- [LISTING]:
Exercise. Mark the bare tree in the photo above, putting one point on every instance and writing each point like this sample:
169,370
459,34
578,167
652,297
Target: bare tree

- [TASK STATEMENT]: Quote the data in full, keeping each word unchanged.

- [REPLY TO THE EXERCISE]:
Exercise. Mark the bare tree in the photo above, putting one point on every instance and writing each point like this sample:
169,370
459,34
578,167
652,297
Target: bare tree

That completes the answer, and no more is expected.